┌──

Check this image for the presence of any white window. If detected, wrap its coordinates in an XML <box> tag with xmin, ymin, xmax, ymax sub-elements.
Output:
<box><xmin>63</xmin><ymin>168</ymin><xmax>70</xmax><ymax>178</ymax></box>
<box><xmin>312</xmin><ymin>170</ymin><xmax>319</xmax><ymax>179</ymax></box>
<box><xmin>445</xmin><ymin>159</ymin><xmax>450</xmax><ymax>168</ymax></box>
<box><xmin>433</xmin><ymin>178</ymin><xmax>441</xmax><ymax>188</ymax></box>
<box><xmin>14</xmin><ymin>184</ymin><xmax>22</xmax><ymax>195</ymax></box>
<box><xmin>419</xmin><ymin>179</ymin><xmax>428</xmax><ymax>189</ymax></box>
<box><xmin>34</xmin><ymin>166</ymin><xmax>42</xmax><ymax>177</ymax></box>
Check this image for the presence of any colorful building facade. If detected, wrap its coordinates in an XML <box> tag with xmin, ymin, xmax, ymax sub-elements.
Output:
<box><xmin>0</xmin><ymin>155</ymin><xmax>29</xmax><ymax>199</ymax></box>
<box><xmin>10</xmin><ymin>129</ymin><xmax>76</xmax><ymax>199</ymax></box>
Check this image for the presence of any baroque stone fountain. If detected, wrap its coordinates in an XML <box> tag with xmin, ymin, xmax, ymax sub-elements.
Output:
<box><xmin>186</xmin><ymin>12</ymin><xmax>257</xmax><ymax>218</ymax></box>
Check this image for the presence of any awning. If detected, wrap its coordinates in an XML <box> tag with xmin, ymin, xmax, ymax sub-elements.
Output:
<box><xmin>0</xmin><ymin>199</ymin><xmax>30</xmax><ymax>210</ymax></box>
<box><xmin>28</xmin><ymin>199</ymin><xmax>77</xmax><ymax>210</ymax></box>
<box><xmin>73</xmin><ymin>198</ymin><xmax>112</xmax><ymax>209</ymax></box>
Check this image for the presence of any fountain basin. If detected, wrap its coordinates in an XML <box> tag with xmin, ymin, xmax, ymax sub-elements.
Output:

└──

**DIRECTIVE:** Copy out all of the material above word for word, keeping every line unchanged.

**SOLUTION FOR THIS PROBLEM:**
Check this image for the presence of any white window. If detected, wrap its coordinates in an XML <box> tag with xmin, ymin, xmax, ymax sub-elements.
Output:
<box><xmin>63</xmin><ymin>168</ymin><xmax>70</xmax><ymax>178</ymax></box>
<box><xmin>312</xmin><ymin>170</ymin><xmax>319</xmax><ymax>179</ymax></box>
<box><xmin>445</xmin><ymin>159</ymin><xmax>450</xmax><ymax>168</ymax></box>
<box><xmin>433</xmin><ymin>178</ymin><xmax>441</xmax><ymax>188</ymax></box>
<box><xmin>14</xmin><ymin>184</ymin><xmax>22</xmax><ymax>195</ymax></box>
<box><xmin>419</xmin><ymin>179</ymin><xmax>428</xmax><ymax>189</ymax></box>
<box><xmin>34</xmin><ymin>166</ymin><xmax>42</xmax><ymax>177</ymax></box>
Check this image for the presence of any colorful building facade. If detected, wrap its coordinates in an XML <box> tag with xmin, ymin, xmax, ymax sub-elements.
Output:
<box><xmin>0</xmin><ymin>155</ymin><xmax>29</xmax><ymax>199</ymax></box>
<box><xmin>10</xmin><ymin>129</ymin><xmax>76</xmax><ymax>199</ymax></box>
Check this image for the presence of any baroque stone fountain. If detected, wrap its coordinates in an XML <box> tag with xmin, ymin, xmax, ymax sub-elements.
Output:
<box><xmin>186</xmin><ymin>12</ymin><xmax>257</xmax><ymax>218</ymax></box>
Check this image for the presence of any awning. If detected, wrap its coordinates in an XML <box> tag with xmin, ymin, xmax, ymax sub-elements.
Output:
<box><xmin>0</xmin><ymin>199</ymin><xmax>30</xmax><ymax>210</ymax></box>
<box><xmin>28</xmin><ymin>199</ymin><xmax>77</xmax><ymax>210</ymax></box>
<box><xmin>73</xmin><ymin>198</ymin><xmax>112</xmax><ymax>209</ymax></box>
Check this image for the presence of any fountain basin. If detected, wrap its coordinates in an XML <box> tag with xmin, ymin, xmax, ymax sub-elements.
Output:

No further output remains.